======== Text segment ========

I think that the real value of the article's tips is that as you get used to
not going on HN/Reddit or just avoiding other types of procrastination you
will get used to not doing that and thus won't do it even if you remove the
barriers.

------
aaronf
We need better productivity tools, not less technology. Much easier to just
sign up for RescueTime. And try LazyMeter to focus on your to-do list one day
at a time - we believe one of the core causes of procrastination is people not
knowing what they're doing (it's easy to trick yourself into thinking you're
productive when you're not).

------
dbalatero
I use this free app to block a blacklist of sites that suck my time. You can
set it to block for any length of time you want:

<http://visitsteve.com/made/selfcontrol/>

------
msutherl
Here's what I wrote on the topic three years ago:

"Some notes on how to make the internet more like a book, magazine, or phone
than a television. That is, more like a tool than a world:

1\. Do not use iGoogle, FriendFeed or any other service that provides you with
"status updates" from a number of services at once. This leads to a condition
where "checking your email" becomes "checking everything". Every hour you will
find new interesting things that will bifurcate your attention into many
worlds. (However, I have the feeling that an iPhone/iPod Touch, which is in a
sense a portable iGoogle, would be a positive replacement. Better to check
constantly on a non-immersive device...?) [My new opinion on this is that
menu-bar style apps allow you to check email/Facebook etc. more frequently,
but faster, which can break the habit of checking your email every 5 minutes
and performing a full context switch.]

2\. Do not invest yourself in social networks like Facebook. Don't join groups
that encourage participation or frequently send out mass-messages. Don't
friend anybody that you don't really want to read about. Use your profile as
nothing more than a node (don't post anything to your profile that you might
someday want to fiddle with). See it as a communication tool: glorified
email/chat. Rather than making certain parts of your profile private, make
everything public and make sure that anything anybody can see is something
that anybody can see. (This means that you must occasionally un-tag photos and
delete Wall posts.) Don't add any applications. Don't try to model your real-
world social life.

========

→ **Directive 1**:
Answer these questions about the thread:
(a) Which service does aaronf say is much easier to sign up for?
(b) What length of time can the app dbalatero uses be set to block sites for?
(c) How many years ago does msutherl say the quoted notes were written?
→ **Directive 2**: Reproduce the thread word for word, from "2\. Do not invest" to "world social life.".
Answer from the thread alone.

======== Record list ========

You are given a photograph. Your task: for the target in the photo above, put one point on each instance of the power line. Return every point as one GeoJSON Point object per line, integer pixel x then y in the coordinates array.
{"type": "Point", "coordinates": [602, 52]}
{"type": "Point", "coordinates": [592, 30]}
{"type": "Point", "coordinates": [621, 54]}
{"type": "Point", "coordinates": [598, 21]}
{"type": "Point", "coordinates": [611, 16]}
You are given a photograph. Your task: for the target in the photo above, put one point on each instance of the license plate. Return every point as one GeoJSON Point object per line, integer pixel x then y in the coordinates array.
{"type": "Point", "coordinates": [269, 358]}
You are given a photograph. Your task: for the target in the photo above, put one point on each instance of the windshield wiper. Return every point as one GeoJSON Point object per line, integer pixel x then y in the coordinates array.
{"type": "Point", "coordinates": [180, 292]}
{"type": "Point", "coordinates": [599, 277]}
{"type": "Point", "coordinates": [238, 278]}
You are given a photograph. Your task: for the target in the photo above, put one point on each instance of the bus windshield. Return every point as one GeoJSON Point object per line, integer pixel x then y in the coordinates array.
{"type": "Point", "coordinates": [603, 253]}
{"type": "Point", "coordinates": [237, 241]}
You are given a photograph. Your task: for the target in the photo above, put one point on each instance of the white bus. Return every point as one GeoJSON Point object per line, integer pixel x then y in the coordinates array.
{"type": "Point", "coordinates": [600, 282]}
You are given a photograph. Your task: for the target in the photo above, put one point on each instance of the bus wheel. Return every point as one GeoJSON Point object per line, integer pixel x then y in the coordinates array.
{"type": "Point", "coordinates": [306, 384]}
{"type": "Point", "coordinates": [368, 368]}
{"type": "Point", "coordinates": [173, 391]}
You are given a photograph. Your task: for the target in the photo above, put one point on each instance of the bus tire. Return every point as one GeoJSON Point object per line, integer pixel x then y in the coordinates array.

========

→ **Complete answer 1**:
(a) RescueTime
(b) Any length of time you want
(c) Three years ago

→ **Complete answer 2**:
2\. Do not invest yourself in social networks like Facebook. Don't join groups
that encourage participation or frequently send out mass-messages. Don't
friend anybody that you don't really want to read about. Use your profile as
nothing more than a node (don't post anything to your profile that you might
someday want to fiddle with). See it as a communication tool: glorified
email/chat. Rather than making certain parts of your profile private, make
everything public and make sure that anything anybody can see is something
that anybody can see. (This means that you must occasionally un-tag photos and
delete Wall posts.) Don't add any applications. Don't try to model your real-
world social life.